> **Data for processing**:
• • • • • • •
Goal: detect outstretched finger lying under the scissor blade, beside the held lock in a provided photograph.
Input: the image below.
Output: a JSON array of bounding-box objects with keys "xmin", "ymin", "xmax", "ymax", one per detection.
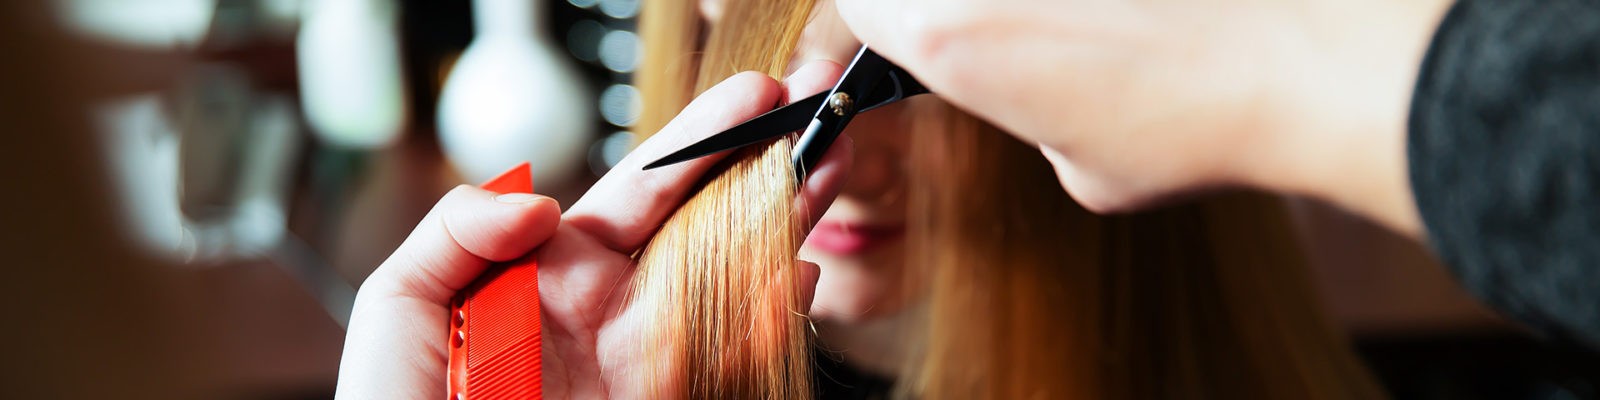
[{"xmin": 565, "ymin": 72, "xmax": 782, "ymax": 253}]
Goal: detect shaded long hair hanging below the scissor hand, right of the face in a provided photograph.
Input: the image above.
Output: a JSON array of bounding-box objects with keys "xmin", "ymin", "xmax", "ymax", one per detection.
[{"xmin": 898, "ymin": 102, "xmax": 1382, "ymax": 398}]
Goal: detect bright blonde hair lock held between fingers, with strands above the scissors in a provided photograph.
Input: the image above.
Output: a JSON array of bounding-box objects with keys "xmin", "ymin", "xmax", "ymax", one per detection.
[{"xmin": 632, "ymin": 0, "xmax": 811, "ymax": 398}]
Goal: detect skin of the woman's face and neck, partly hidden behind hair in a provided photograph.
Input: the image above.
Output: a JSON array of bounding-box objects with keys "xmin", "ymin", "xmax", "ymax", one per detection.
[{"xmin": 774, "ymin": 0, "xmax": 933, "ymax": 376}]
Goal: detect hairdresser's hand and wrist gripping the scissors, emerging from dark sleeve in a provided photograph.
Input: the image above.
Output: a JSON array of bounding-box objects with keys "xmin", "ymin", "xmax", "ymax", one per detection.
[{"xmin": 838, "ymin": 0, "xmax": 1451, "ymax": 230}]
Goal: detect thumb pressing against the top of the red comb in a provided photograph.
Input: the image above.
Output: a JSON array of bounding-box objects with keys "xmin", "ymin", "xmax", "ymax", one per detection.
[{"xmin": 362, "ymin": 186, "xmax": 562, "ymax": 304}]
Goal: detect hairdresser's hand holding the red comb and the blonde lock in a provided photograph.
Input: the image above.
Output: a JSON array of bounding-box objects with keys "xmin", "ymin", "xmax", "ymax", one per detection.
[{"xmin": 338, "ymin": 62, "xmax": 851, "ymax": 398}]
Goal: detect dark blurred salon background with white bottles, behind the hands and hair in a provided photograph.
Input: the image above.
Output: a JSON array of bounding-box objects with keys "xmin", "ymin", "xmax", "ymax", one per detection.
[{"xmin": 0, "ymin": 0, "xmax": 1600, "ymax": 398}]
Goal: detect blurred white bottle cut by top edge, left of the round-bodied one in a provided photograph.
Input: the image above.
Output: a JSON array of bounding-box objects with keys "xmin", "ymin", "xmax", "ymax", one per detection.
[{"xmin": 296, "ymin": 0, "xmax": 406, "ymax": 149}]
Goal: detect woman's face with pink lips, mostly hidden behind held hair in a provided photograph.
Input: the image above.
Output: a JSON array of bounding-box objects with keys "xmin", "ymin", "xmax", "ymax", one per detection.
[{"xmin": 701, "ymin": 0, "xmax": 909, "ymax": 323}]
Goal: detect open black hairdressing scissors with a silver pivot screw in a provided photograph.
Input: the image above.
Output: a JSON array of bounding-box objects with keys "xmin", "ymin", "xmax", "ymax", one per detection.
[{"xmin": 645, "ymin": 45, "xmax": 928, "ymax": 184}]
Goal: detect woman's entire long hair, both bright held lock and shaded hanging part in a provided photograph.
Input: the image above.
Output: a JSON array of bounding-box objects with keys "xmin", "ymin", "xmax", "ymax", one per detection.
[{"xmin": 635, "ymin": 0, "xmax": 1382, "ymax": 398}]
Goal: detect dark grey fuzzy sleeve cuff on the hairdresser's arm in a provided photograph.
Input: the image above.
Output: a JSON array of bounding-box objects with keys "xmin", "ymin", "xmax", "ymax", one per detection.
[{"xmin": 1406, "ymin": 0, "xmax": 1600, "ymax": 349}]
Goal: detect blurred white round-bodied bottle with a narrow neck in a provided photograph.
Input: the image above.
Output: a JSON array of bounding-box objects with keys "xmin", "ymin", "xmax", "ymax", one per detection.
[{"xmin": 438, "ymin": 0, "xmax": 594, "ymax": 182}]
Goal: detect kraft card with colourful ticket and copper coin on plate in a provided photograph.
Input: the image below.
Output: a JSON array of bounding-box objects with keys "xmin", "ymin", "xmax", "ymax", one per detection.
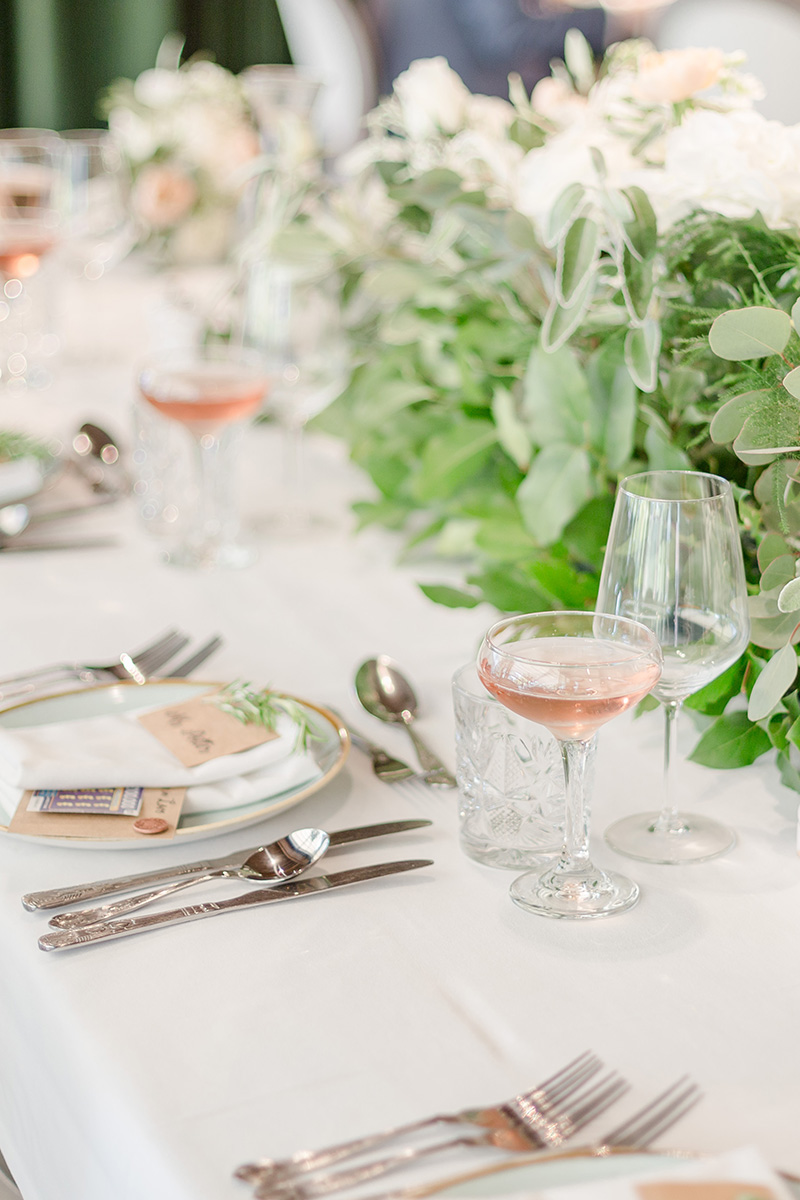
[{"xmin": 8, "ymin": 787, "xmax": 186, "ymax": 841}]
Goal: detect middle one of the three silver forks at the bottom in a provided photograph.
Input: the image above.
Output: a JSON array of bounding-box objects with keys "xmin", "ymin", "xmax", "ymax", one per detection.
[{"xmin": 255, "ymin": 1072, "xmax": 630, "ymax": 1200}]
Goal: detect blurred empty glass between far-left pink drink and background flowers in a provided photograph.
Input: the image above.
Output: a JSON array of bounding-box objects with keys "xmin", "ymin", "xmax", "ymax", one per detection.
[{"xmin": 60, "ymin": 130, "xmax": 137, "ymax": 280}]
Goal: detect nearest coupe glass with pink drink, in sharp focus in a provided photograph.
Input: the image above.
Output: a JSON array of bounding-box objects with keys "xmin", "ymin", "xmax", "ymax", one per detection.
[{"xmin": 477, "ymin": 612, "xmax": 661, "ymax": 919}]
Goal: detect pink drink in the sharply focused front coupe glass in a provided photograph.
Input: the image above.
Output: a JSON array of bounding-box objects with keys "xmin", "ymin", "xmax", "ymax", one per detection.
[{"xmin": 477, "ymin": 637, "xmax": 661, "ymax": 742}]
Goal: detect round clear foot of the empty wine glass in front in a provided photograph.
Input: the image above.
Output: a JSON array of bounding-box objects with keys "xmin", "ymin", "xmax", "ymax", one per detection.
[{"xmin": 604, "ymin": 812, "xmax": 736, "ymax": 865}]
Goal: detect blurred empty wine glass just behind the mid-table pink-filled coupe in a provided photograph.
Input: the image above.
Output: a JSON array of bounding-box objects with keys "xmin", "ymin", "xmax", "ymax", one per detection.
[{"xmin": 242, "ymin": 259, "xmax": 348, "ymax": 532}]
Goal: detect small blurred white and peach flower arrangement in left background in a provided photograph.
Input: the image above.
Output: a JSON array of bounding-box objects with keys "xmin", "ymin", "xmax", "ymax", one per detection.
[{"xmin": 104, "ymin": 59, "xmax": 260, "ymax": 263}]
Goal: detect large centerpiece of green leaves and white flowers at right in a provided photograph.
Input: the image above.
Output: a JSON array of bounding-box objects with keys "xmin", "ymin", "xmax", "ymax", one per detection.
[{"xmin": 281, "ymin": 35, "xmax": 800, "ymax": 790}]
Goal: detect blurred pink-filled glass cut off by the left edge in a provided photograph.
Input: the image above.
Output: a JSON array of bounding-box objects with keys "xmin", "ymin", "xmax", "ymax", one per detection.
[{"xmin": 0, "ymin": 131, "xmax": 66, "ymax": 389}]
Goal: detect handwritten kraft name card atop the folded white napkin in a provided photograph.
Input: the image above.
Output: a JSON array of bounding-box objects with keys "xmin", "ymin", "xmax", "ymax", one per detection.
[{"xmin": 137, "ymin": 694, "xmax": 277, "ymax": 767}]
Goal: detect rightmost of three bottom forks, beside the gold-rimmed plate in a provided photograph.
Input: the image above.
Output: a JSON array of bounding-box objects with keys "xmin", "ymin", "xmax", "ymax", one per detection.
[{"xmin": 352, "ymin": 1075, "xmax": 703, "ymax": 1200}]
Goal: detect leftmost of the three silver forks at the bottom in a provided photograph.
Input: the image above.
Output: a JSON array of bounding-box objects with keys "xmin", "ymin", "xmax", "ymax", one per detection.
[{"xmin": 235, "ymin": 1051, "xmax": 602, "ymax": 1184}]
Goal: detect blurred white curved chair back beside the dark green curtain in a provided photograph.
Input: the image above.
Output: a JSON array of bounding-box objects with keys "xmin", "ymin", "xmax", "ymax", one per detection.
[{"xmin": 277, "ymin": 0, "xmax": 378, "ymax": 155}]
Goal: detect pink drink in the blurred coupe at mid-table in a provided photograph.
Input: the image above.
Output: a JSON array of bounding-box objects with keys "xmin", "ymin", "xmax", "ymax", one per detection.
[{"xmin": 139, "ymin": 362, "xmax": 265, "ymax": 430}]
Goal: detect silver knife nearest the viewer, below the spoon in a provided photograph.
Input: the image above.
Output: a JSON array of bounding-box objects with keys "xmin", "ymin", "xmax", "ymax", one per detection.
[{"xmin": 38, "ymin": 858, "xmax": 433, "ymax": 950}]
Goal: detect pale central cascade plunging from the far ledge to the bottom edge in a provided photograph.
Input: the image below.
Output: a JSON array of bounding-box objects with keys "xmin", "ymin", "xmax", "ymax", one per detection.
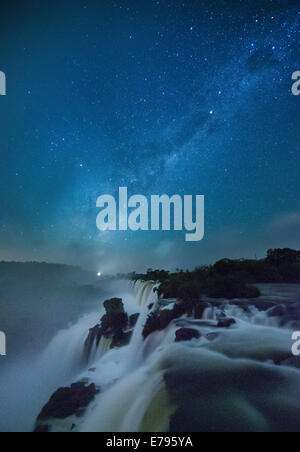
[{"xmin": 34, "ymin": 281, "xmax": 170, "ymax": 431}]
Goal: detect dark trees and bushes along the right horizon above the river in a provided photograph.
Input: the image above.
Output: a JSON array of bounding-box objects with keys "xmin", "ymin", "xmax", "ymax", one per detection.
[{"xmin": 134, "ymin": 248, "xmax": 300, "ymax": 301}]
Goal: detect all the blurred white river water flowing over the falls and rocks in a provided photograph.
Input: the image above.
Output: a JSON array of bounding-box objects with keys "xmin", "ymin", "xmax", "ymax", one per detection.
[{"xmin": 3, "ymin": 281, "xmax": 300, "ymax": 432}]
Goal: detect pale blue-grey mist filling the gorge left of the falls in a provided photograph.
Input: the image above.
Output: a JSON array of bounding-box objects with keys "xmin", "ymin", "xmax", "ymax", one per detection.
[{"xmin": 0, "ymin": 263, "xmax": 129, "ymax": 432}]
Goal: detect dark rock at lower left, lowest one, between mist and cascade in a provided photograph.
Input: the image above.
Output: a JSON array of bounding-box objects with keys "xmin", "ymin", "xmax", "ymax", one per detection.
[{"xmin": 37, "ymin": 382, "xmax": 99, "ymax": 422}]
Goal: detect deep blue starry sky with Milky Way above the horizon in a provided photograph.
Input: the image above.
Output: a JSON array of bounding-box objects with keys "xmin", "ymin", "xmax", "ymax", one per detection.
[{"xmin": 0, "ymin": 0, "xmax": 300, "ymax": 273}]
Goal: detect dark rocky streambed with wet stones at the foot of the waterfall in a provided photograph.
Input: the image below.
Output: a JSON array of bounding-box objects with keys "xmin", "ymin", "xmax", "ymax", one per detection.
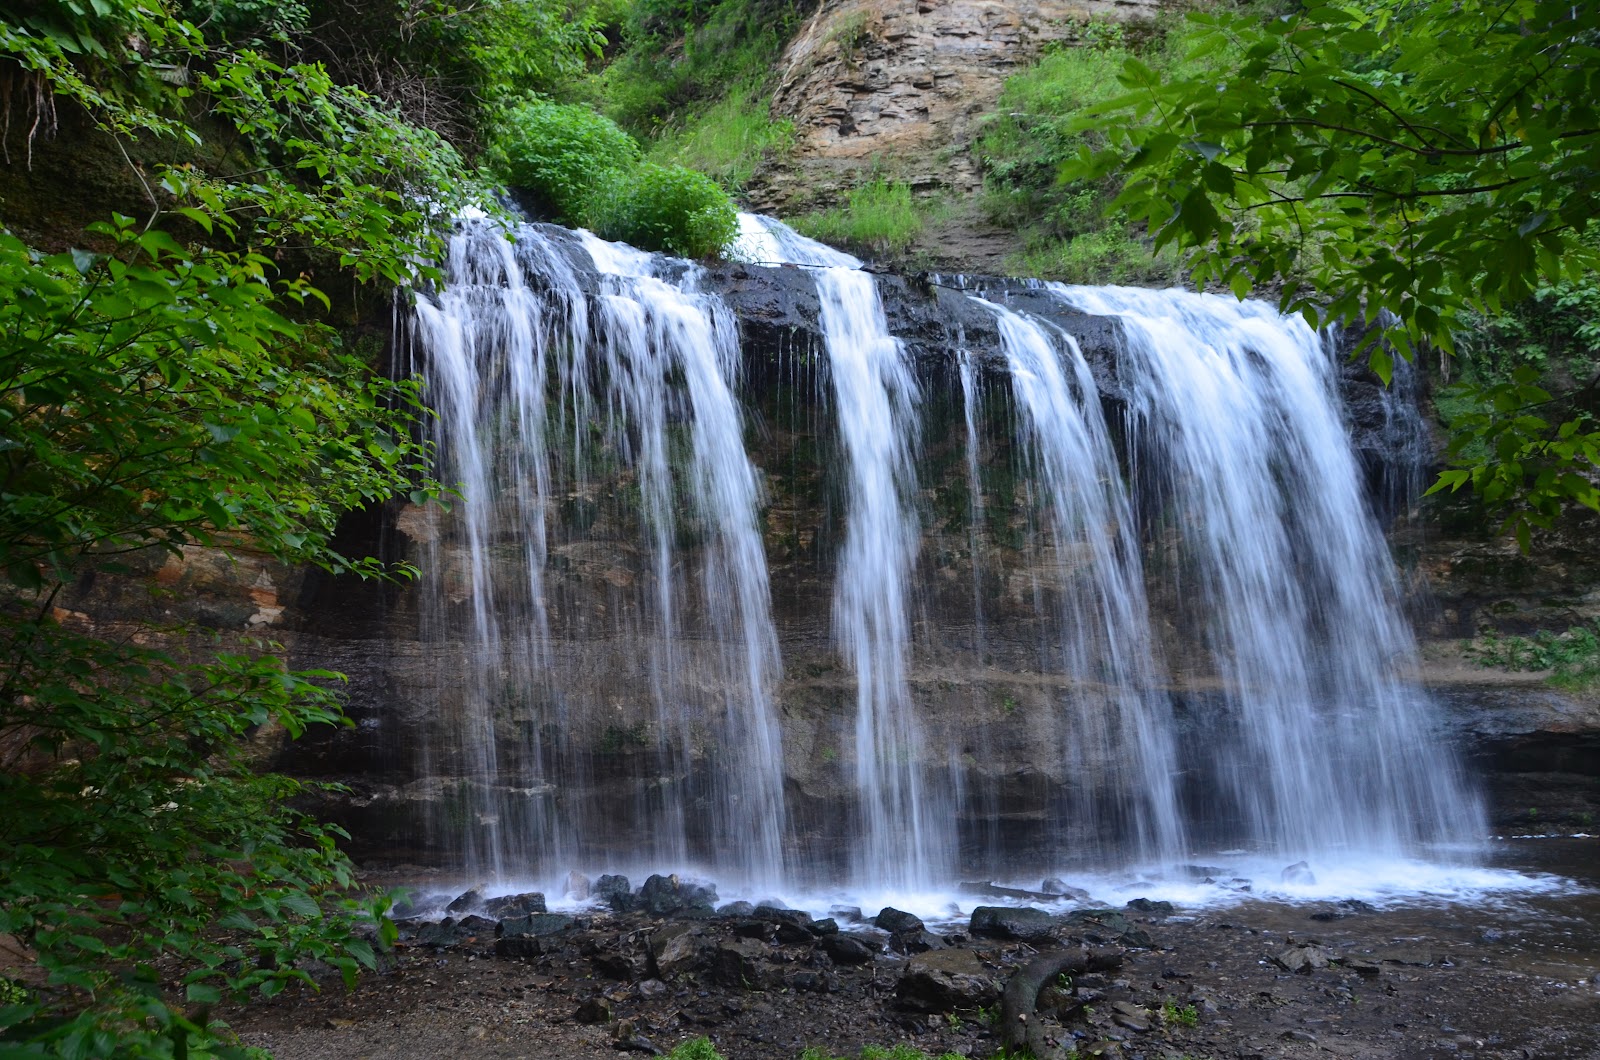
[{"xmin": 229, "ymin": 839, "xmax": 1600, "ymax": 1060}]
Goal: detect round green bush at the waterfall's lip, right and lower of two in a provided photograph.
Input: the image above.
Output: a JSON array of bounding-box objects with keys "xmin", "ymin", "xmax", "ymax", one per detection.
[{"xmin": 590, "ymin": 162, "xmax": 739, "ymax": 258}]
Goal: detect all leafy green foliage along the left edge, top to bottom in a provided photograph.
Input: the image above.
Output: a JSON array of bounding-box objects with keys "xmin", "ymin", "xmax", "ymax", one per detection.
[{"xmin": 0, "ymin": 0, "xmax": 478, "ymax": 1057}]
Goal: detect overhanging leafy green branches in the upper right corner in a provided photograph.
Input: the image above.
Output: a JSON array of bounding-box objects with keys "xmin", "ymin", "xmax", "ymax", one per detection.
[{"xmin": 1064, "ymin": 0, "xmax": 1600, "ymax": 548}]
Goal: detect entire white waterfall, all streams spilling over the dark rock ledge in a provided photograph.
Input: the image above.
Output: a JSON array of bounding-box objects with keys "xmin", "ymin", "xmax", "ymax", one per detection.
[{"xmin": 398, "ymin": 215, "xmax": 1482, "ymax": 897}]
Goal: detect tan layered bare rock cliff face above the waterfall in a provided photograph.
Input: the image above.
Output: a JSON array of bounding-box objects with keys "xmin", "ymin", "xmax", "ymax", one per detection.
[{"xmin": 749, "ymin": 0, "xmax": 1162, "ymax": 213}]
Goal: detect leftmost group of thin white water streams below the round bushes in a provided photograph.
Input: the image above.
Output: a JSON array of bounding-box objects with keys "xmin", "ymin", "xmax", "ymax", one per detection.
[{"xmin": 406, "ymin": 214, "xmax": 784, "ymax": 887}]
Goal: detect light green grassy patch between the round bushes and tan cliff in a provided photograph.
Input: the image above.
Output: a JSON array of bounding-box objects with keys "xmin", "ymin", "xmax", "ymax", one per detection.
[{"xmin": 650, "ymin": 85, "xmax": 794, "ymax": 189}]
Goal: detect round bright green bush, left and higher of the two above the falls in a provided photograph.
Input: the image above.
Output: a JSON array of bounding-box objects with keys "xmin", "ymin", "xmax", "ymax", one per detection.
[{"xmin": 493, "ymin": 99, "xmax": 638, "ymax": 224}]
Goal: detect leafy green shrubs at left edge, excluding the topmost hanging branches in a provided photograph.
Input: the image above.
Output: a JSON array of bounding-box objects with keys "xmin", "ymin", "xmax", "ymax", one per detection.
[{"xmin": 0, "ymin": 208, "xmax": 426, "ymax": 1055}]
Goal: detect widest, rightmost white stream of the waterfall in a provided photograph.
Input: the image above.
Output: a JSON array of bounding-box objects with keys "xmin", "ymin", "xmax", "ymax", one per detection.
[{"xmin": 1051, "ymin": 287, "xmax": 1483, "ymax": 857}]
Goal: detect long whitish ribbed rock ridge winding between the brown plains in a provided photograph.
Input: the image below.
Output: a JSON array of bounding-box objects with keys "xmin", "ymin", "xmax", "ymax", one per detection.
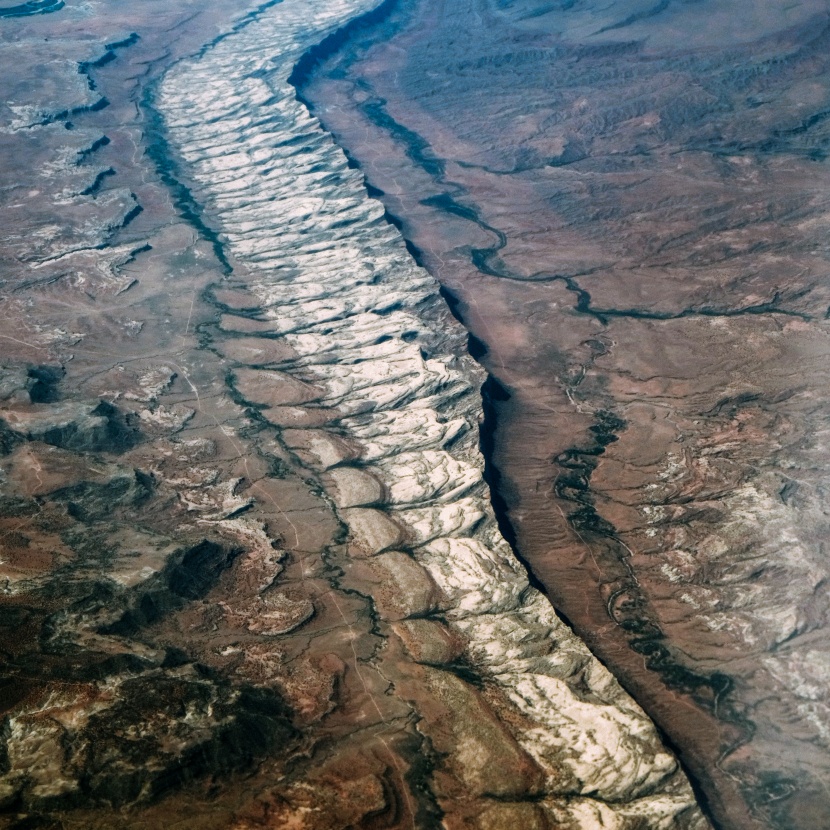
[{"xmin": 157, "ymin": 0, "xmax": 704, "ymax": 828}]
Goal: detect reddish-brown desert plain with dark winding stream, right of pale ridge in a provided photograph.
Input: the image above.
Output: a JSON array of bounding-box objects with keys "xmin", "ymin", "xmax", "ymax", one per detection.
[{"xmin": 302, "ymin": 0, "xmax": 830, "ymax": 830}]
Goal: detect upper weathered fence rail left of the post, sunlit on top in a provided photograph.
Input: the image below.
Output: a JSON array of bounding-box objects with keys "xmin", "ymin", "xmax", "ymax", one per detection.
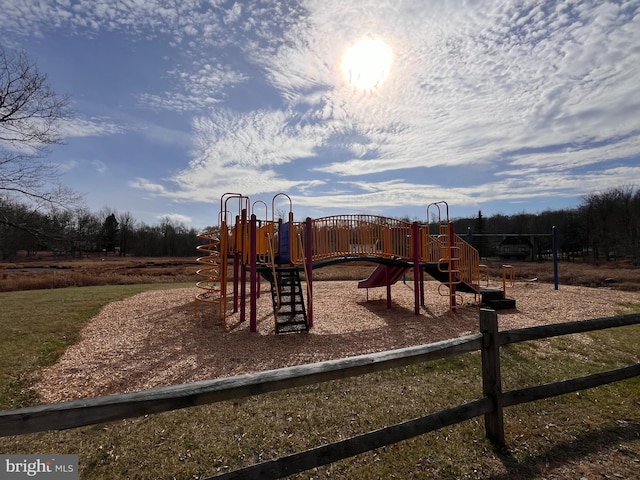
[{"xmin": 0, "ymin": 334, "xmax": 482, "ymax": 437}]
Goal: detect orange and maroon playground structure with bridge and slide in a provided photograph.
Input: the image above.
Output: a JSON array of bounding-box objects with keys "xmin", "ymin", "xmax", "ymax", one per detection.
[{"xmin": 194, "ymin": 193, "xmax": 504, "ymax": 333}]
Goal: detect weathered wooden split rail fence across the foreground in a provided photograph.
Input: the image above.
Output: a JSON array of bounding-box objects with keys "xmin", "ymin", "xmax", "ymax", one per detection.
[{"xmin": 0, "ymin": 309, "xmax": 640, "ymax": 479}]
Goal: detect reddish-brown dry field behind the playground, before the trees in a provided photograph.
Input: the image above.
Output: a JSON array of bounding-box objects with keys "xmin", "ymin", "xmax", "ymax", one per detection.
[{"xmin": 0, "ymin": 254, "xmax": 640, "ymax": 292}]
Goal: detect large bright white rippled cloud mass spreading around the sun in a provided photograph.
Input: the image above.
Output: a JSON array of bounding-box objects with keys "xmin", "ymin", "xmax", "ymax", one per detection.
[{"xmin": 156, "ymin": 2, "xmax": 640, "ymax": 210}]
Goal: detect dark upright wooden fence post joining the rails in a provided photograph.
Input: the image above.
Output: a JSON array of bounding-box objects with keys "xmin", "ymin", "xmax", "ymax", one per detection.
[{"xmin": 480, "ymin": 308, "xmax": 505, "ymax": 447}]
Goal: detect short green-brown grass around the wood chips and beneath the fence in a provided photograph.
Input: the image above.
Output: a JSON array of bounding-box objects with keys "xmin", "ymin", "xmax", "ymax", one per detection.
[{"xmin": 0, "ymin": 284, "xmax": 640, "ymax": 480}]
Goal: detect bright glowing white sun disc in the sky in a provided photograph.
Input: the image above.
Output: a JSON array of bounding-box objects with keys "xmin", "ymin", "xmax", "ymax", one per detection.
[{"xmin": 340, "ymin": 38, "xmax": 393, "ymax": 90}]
• • • • • • •
> **What is required**: All lines in the records above with "grey" need to be found and copied.

> **Answer to the problem**:
Goal: detect dark grey fuzzy sleeve cuff on the hairdresser's arm in a provided photograph.
Goal: detect pale blue-grey mist filling the gorge left of the falls in a provided photograph.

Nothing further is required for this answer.